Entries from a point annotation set
---------------
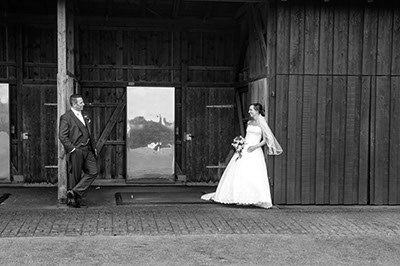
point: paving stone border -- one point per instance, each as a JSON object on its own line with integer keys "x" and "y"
{"x": 199, "y": 219}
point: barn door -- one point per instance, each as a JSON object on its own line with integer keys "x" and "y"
{"x": 39, "y": 133}
{"x": 211, "y": 124}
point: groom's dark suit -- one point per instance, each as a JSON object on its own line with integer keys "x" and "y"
{"x": 81, "y": 152}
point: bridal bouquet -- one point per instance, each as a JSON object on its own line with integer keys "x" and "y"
{"x": 238, "y": 144}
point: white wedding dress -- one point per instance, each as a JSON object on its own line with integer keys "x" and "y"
{"x": 245, "y": 179}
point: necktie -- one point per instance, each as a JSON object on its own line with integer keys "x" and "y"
{"x": 81, "y": 117}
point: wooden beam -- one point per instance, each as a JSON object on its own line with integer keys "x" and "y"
{"x": 239, "y": 112}
{"x": 64, "y": 86}
{"x": 175, "y": 10}
{"x": 260, "y": 34}
{"x": 214, "y": 24}
{"x": 231, "y": 1}
{"x": 110, "y": 124}
{"x": 19, "y": 79}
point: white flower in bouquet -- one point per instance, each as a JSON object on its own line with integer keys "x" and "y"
{"x": 238, "y": 144}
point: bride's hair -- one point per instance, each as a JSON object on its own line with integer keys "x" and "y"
{"x": 258, "y": 107}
---------------
* _Requirement_
Give exactly the lines from the one with "point: bridal bouquet" to the end of the entries, nothing before them.

* _Exercise response_
point: bridal bouquet -- one point per instance, each as a JSON object on its own line with integer keys "x" and "y"
{"x": 238, "y": 144}
point: white wedding dress -- one point per instance, each as a JSON object on its own line with integer keys "x" and "y"
{"x": 245, "y": 179}
point: necktie -- one point per instance, each as a JSON object on its own line with integer keys "x" and "y"
{"x": 81, "y": 117}
point: wooden beam -- one point per instance, each as a JSON object on its own line with integer keys "x" and "y"
{"x": 239, "y": 112}
{"x": 64, "y": 86}
{"x": 175, "y": 10}
{"x": 260, "y": 34}
{"x": 214, "y": 24}
{"x": 231, "y": 1}
{"x": 110, "y": 124}
{"x": 19, "y": 79}
point: white flower in bouquet -- one point per instance, each as a JSON object on its own line with integer keys "x" and "y"
{"x": 238, "y": 144}
point: bride's hair -- one point per instance, each as a JSON object on its own line with integer keys "x" and "y"
{"x": 258, "y": 107}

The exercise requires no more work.